#### RECORD EXTRACTS ####

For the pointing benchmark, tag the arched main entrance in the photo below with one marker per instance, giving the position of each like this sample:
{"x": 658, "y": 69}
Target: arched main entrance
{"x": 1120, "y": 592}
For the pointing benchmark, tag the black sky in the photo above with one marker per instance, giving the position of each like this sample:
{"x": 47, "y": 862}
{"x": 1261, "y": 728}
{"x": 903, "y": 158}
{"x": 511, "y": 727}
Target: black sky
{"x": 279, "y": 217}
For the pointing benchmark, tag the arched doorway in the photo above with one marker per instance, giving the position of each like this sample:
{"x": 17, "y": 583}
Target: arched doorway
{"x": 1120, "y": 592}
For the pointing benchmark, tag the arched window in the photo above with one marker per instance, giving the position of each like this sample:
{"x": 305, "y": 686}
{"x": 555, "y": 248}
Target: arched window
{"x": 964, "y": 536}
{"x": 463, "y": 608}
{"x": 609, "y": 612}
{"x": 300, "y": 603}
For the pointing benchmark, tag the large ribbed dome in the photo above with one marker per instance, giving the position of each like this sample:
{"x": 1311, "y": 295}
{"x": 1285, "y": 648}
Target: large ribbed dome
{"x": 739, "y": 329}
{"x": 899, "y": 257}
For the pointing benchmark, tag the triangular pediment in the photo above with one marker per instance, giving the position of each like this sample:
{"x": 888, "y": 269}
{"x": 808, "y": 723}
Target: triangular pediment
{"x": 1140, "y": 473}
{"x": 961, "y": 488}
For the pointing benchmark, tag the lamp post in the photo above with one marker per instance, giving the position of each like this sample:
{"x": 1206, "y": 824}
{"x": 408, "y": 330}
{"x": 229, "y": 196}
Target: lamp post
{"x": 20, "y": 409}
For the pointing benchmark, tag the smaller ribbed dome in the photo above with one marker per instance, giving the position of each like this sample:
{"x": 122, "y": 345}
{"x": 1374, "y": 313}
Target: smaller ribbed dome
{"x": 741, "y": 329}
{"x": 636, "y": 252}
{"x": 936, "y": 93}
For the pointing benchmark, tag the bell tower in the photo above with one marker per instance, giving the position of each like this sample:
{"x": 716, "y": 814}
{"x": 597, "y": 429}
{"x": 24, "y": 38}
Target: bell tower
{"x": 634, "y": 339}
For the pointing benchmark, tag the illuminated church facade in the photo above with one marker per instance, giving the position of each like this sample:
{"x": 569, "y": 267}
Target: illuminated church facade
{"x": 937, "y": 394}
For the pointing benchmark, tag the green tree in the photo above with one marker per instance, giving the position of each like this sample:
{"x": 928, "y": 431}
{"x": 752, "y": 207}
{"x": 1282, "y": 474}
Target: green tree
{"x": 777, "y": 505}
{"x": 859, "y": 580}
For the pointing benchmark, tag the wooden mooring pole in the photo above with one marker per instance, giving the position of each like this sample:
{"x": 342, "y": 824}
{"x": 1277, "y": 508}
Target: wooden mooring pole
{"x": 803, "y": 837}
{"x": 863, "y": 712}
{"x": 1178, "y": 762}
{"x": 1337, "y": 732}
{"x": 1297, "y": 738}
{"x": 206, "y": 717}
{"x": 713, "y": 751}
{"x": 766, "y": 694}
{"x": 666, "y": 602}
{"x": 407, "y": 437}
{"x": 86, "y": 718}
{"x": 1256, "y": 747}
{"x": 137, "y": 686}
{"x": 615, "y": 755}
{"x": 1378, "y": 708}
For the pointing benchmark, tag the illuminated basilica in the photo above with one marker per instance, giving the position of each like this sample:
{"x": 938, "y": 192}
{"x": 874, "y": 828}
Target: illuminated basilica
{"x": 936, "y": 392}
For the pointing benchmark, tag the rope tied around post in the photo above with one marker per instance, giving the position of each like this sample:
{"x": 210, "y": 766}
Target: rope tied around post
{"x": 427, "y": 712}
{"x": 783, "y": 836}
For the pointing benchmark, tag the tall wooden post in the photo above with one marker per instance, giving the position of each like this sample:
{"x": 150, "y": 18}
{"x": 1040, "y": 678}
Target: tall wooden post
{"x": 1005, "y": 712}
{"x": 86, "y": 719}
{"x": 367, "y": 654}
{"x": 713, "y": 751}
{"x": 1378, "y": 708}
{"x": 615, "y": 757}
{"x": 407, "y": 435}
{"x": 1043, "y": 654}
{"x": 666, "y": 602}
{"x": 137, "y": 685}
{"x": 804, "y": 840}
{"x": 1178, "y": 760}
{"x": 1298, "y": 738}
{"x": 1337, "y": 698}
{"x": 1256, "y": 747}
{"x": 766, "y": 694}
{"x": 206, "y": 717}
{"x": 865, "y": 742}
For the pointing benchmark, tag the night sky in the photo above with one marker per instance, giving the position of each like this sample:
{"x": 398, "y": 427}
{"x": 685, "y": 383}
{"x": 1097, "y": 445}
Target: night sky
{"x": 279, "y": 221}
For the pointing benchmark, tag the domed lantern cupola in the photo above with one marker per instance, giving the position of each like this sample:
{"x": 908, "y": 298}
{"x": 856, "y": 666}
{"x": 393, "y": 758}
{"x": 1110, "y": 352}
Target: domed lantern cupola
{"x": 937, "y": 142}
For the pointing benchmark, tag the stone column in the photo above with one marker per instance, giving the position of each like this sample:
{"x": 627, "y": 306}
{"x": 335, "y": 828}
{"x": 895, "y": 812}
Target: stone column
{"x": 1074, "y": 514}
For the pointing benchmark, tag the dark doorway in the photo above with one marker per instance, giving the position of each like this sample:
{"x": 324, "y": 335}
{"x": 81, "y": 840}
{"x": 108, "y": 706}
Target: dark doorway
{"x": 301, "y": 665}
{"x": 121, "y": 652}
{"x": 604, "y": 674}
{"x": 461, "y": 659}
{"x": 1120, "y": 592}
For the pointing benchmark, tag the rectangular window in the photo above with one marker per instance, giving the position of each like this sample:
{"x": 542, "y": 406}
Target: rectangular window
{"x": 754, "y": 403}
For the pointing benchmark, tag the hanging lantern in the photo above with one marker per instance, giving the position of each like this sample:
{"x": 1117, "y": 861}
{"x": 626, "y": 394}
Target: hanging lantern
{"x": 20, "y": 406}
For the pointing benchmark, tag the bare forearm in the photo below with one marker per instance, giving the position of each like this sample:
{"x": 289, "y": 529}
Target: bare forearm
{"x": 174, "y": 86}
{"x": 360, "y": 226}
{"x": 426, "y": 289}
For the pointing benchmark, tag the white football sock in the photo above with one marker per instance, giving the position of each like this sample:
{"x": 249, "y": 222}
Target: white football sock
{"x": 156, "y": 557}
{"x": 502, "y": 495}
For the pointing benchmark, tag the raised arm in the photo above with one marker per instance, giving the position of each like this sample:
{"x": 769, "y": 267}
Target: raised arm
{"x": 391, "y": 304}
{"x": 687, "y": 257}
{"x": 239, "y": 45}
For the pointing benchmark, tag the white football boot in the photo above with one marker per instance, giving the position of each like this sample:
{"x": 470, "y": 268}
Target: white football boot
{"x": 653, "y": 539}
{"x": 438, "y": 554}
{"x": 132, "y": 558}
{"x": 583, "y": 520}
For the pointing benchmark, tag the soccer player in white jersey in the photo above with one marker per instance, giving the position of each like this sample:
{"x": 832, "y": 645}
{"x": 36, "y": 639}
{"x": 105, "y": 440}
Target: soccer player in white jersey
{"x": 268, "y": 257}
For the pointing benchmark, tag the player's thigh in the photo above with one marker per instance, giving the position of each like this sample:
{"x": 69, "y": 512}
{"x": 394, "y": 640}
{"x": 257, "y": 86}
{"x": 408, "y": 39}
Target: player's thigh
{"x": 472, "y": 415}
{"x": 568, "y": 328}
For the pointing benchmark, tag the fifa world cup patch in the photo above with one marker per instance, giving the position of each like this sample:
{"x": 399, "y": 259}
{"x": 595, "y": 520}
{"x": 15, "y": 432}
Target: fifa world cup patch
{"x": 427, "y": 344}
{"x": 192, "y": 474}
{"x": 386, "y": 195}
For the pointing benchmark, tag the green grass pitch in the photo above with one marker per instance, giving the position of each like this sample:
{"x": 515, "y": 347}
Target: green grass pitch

####

**TASK INSTRUCTIONS:**
Copy, character for character, the lines from the line that holds "For the pointing benchmark, tag the white football boot" through the final line of the records above.

**THE ANSWER:**
For the pointing benchmark, tag the white football boot in the photo above with one marker per instance, giving the position of each like this sample:
{"x": 470, "y": 268}
Target: white football boot
{"x": 653, "y": 539}
{"x": 438, "y": 554}
{"x": 132, "y": 558}
{"x": 583, "y": 520}
For the pointing benchmark, tag the soccer player in white jersey in the photo above with one marker per instance, giving the position of each like this sample:
{"x": 832, "y": 645}
{"x": 36, "y": 639}
{"x": 105, "y": 440}
Target: soccer player in white jersey
{"x": 268, "y": 257}
For the pointing benchmark, tag the player's thigh in the photo above with one marker per instance, giving the position of each like this sample:
{"x": 69, "y": 512}
{"x": 394, "y": 640}
{"x": 257, "y": 86}
{"x": 408, "y": 39}
Target: player's thigh
{"x": 472, "y": 415}
{"x": 568, "y": 328}
For the pointing benchmark, tag the fifa world cup patch in the photo above with one marker per instance, giving the position of each like this sample:
{"x": 399, "y": 259}
{"x": 595, "y": 520}
{"x": 15, "y": 432}
Target: fifa world cup patch
{"x": 427, "y": 344}
{"x": 192, "y": 474}
{"x": 386, "y": 195}
For the pointing benchmark, tag the green grass pitch in the photo above with one marker per instance, giving the position of each like this sample:
{"x": 515, "y": 347}
Target: green grass pitch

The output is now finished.